Everything in the data should be repeated exactly, save for the images.

Extracted data entries

━━━━━━━━━━━━━━━━

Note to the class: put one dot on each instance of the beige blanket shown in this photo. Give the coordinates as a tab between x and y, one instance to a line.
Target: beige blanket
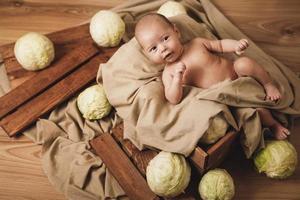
150	121
133	86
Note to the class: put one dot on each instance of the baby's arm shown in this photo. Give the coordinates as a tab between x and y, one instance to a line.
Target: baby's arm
173	84
227	45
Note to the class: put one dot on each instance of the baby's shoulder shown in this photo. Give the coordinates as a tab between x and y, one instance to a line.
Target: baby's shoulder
198	43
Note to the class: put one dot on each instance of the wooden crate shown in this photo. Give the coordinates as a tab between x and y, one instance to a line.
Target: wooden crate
75	66
129	164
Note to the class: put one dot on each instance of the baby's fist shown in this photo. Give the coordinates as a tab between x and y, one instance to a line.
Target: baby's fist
243	44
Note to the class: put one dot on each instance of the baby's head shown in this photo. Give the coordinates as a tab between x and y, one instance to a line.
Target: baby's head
159	38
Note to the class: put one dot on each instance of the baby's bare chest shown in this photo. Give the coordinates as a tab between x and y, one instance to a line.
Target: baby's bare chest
206	69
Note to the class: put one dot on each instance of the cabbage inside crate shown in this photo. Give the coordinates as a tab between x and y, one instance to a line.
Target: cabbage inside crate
202	159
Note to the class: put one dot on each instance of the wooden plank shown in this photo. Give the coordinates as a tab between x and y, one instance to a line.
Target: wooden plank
139	158
199	158
45	78
64	41
70	36
218	152
121	168
29	112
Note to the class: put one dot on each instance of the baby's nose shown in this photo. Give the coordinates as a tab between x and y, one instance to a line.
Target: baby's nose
162	48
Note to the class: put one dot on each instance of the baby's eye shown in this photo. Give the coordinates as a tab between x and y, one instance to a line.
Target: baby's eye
153	49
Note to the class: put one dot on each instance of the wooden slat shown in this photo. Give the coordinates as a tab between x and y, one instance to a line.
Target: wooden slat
64	42
45	78
139	158
70	36
29	112
121	168
199	158
218	152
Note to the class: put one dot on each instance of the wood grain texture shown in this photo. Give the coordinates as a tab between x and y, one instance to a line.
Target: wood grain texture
60	67
122	168
272	24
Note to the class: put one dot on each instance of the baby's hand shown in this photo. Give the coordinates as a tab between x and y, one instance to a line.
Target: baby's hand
179	69
243	44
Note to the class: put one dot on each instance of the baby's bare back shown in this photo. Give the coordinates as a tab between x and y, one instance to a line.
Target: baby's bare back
203	68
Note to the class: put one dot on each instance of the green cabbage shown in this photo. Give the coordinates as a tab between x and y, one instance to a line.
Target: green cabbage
216	184
168	174
278	159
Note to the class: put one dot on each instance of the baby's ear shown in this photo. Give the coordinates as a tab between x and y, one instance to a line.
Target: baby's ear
176	30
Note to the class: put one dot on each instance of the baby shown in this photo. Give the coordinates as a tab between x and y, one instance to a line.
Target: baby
195	64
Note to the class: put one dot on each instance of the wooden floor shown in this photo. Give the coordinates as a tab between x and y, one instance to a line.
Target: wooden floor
273	24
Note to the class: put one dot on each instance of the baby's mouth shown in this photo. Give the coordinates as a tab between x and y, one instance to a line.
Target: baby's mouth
168	56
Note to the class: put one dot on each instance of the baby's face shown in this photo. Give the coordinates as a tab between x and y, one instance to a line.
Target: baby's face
160	42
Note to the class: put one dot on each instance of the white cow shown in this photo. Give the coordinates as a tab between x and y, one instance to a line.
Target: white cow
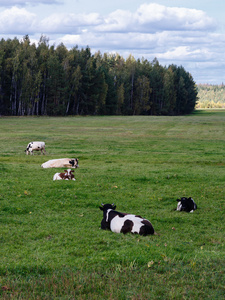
35	146
64	176
61	163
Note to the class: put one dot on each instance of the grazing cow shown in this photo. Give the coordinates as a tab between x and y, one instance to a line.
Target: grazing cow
121	222
186	204
35	146
61	163
64	176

━━━━━━━━━━━━━━━━

● Response below
Note to the class: put one dot on each instance of the beige blanket shown in this photo. Give the coordinates as a tab between x and y, one instance to a line.
Target: beige blanket
150	121
133	86
Note to the class: put one dot on each instance of the baby's arm shown in this photo. Give the coordinates as a tab between x and y, one instance to a line.
Target: baby's arm
173	84
227	45
Note to the class: put one dot on each instance of the baby's shoulder shown in this photo. Give the coordinates as a tab between x and y, one instance to a line.
Target: baby's shoulder
198	43
Note to the class: put one dot on each instance of the wooden crate shown in this photo. Give the coordinates as a tab between x and y, one instance to a line.
Target: wooden crate
75	66
129	164
Note to the class: put one dot on each instance of the baby's fist shown in this photo. Give the coordinates as a tab between x and y, one instance to a line.
Target: baby's fist
243	44
Note to the class: put one dot on each instance of the baby's head shown in this photo. Give the coordinates as a tab between x and y, one instance to a line.
Target: baby's head
159	38
Note to the class: put one dot on each instance of the baby's bare chest shown in this photo. Give the coordinates as a tab between x and y, one instance to a line.
Target: baby's bare chest
206	69
Note to the class: put one dot on each instance of the cabbage inside crate shown in this photo. Give the coordinates as a tab between x and y, one instance to a line.
Target: cabbage inside crate
202	159
Note to the class: put one dot on each instance of the wooden plank shown in this photo. Give the coordinates as a tab between x and y, one instance to a line.
Target: wooden plank
139	158
199	158
45	78
64	41
70	36
218	152
121	168
29	112
Note to the class: put one dot on each instance of the baby's nose shown in this photo. Give the coordinates as a tab between x and y, one instance to a line.
Target: baby's nose
162	48
Note to the class: put one dot on each instance of the baby's eye shown in this photo. Give the coordinates as a tab between x and y, one instance to a line.
Target: baby's eye
153	49
Note to the class: put one dot on each instance of the wooden slat shown in this photo. Give the coordinates as a tab between x and y, one instance to a line.
Target: wooden slat
64	42
45	78
139	158
70	36
29	112
121	168
199	158
218	152
Note to the class: put one dot on each instance of the wood grain texture shown in this photo. Give the coordinates as a tab between x and y, one instance to a line.
Target: wood grain texture
60	67
122	168
272	24
Note to the class: put one dot on each instance of the baby's hand shown in this photo. Give the coordinates as a tab between x and y, one instance to a line.
Target: baby's hand
179	69
243	44
Note to the class: put one dot on each instance of the baby's bare back shown in this photo. Give the coordinates as a tab between x and y, one instance to a line.
Target: baby's bare back
203	68
Note to the class: put one dot on each instance of the green cabbage shown in this photo. Give the coordinates as a tab between x and y, one instance to a line.
Target: green cabbage
216	184
168	174
278	159
Note to the class: put one dot on each instance of the baby's ear shown in this photo. Give the coordinates as a tab between x and y, one instance to a line.
Target: baby's ear
176	30
Note to the class: put one dot on each instance of the baby shown in this photo. Give the coordinates as a tab between x and y, one instance to a line.
Target: baby
195	64
Note to the class: put one dot on each instance of the wooden floor shown in this photo. Give the coordinates as a tab between x and y, one instance to a line.
Target: wooden floor
273	24
Note to the class: put one dot on each instance of the baby's mouth shown in this photo. Give the coordinates as a tab between x and y, one instance to a line.
Target: baby's mouth
168	56
Note to the class: put one dot on each instance of the baby's face shown in this photo. Give the coordinates as a tab between x and y, one instance to a line.
Target: baby's face
160	42
Note to the class: put one dot on each instance of the white cow shown in this photo. Give the coordinates as a tab between x and y, one instance to a line.
Target: white cow
35	146
64	176
61	163
Note to the class: put one dot on each instance of the grazing cow shown in this photo. Give the coordinates as a tab between x and y, one instance to a line.
Target: grazing cow
121	222
186	204
35	146
61	163
64	176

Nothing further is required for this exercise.